WRITTEN EXERCISE A:
Translate this sentence from the smoke simulator text into Spanish: "This texture is then fed into the next phase of the simulation."
WRITTEN EXERCISE B:
Carry on writing the smoke simulator text from the point where it stops.

EXCERPT PROVIDED:
== == ==
The simulator works in real-time, using the OS' native high-performance timer. Each frame, the simulator calculates how much time has elapsed since the previous frame and then simulates that amount of time. Users can add smoke at chosen locations as well as define their own forces (see "Running the Simulator" below).

User-defined forces (shown in blue).

### CPU Simulator

The CPU simulator uses simple 2D arrays of floats to hold values in the velocity and density grids, user sources, and user forces. It isn't very interesting :).

To display the smoke, the simulator renders a quad for every cell, setting the color to a grayscale value proportional to the smoke density in the cell.

### GPU Simulator

The GPU simulator uses textures to hold the velocity and density grids, as well as user sources and forces and the results of several intermediate calculations.

The simulator uses 32-bit float textures as defined by the ARB_texture_float OpenGL extension. Vector and scalar grid values are stored in the textures' RGBA components; for example, the velocity and density fields are stored in a single texture: R -> velocityx, G -> velocityy, B -> velocityz, and A -> density.

Calculations are performed using fragment shaders. Current grid values and intermediate results are specified as input textures to the shader, and the EXT_framebuffer_object extension is used to allow the shader to render to an output texture. This texture is then fed into the next phase of the simulation.

Here is a diagram of the render path for the GPU simulation:

To get user input, the GPU simulator also has simple 2D arrays of floats that it uses to store user sources and user forces, just like the CPU simulator. At the beginning of each frame, the GPU simulator uses glTexImage2D() to turn the 2D arrays of floats into a texture that the shaders can use.

For display, the GPU simulator renders a single quad to the screen and uses yet another fragment shader to render the smoke color in proportion to the density in each cell.

Since the fragment shaders are just plaintext files, you can play around with them too. They are in the shaders/ subfolder. Try tweaking some of the constants and see what happens!
== == ==
MATERIAL PROVIDED:

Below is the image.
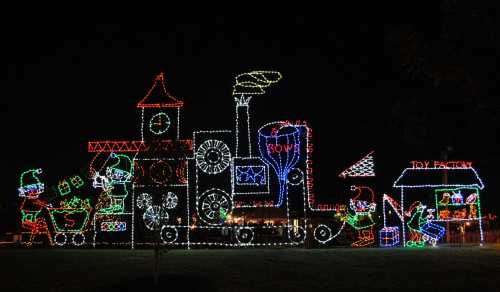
== == ==
RIGHT ANSWER A:
Esta textura se pasa luego a la siguiente fase de la simulación.

RIGHT ANSWER B:
### Running the Simulator

#### Usage

`smokeSim [-s] [res]`
• -s: forces software mode; if not present, GPU will be used if available
• res: chooses resolution of the grid; must be an integer > 0

#### Controls

• ESC/Q - quit
• SPACE - toggle pause
• T - step the simulation by 0.1 seconds
• V - toggle rendering of velocity vectors
• C - toggle rendering of cell centers
• R - reset the simulation state, not including user forces
• F - toggle rendering of user forces
• S - toggle rendering of velocity vectors to scale (bigger vectors indicate higher velocities)
• D - toggle diffusion
• P - toggle projection
• click and hold LMB - add smoke
• click and drag RMB - add user force

#### Status Information

• FPS - frames per second
• Mouse pos - the cell coordinates of the mouse cursor; (0, 0) is the bottom-left corner
• Mode - indicates whether [D]iffusion, [A]dvection, and [P]rojection are enabled

#### Known Issues

• If you right-click on the simulation area without dragging, you will create a singular force and will no longer be able to add smoke to the simulation. To fix this, simply press SHIFT + R to reset the forces.
• There is no way to remove user-defined forces one-by-one. To remove a force, you have to remove all of them with SHIFT + R.

## References

• Visual Simulation of Smoke. Ronald Fedkiw, Jos Stam, and Henrik-Wann Jensenz. 2001.
• Real-Time Fluid Dynamics for Games. Jos Stam. 2003.
• Stable Fluids. Jos Stam. 1999.